== Document segment ==

Turkey appears to be causing drama in the European Union (EU). First there was talk of crisis, when EU nations couldn’t agree on the issue of Turkish membership. Austria led the opposition, backed up by blocs within countries such as France and Germany. Now that accession talks are agreed, rhetoric abounds about this being a ‘truly historic day for Europe’.

This isn’t about Turkey, though. Instead, it’s about EU elites jostling for position. Elites shaken over the recent ‘no’ votes on the EU Constitution are now trying to take a stand on Turkish accession. Some hope that Turkish membership will pave the way to a confident, multicultural Europe; others think that keeping Turkey out will keep Europe secure. But Turkey is neither the cause of nor solution to the EU’s problems – and the membership debate can only expose the EU elites’ isolation and vacuity.

The UK, which currently holds the EU presidency, is the staunchest supporter of Turkish entry. By letting in a Muslim nation, the Brits argue, the EU will prove its cosmopolitan credentials. Part of this is about invigorating Europe internally; sociologists Ulrich Beck and Anthony Giddens recently argued that accession is part of a project for a vibrant, post-national Europe, based on diversity (1). European politicians also hope to win the favour of Muslim communities both abroad and at home, an argument that gets US backing. The Turkish prime minister Recep Tayyip Erdogan recently claimed that membership ‘would help to build a bridge between Christian and Muslim countries’, while rejection would reveal the EU as a ‘Christian club’ (2).

Austria and co, meanwhile, counter Turkey in an attempt to win favour with their own populations. One opponent warned of the danger of letting in ‘a poor, culturally alien nation’. Former French president Valery Giscard d’Estaing, who spearheaded the effort to rewrite the Constitution, has taken this tack in an attempt to save his reputation, arguing that ‘there is an obvious contradiction between the pursuit of Europe’s political integration and Turkish entry into European institutions’ (3).

== Data section ==
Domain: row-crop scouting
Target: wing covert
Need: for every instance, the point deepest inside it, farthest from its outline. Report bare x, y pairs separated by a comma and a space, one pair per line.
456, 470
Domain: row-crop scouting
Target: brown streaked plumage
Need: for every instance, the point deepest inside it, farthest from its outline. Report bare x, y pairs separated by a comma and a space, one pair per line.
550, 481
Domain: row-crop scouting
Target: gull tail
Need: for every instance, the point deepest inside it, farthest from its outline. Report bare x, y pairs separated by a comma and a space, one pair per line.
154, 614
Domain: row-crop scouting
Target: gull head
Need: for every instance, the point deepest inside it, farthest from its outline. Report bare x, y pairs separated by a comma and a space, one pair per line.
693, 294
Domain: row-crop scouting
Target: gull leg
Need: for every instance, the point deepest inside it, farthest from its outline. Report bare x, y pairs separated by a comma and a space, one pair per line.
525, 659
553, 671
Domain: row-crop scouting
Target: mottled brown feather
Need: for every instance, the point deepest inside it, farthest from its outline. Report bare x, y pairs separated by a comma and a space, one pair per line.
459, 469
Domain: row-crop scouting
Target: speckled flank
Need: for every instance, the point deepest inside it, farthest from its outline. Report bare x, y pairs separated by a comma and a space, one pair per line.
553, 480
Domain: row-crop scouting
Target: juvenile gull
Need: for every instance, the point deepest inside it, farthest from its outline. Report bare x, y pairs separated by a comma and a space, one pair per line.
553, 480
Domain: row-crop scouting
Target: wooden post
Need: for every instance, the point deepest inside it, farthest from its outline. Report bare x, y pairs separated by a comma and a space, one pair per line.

== Tasks to carry out ==
A. According to the passage on Turkish membership in the European Union, which country currently holds the EU presidency?
B. Locate every line of the listing that contains the string "Target", treating uppercase and lowercase letters as different, and copy each of those lines.
The listing is unrelated to the passage on Turkish membership in the European Union.

== Solutions to the tasks ==
A. The UK currently holds the EU presidency.

B.
Target: wing covert
Target: brown streaked plumage
Target: gull tail
Target: gull head
Target: gull leg
Target: mottled brown feather
Target: speckled flank
Target: juvenile gull
Target: wooden post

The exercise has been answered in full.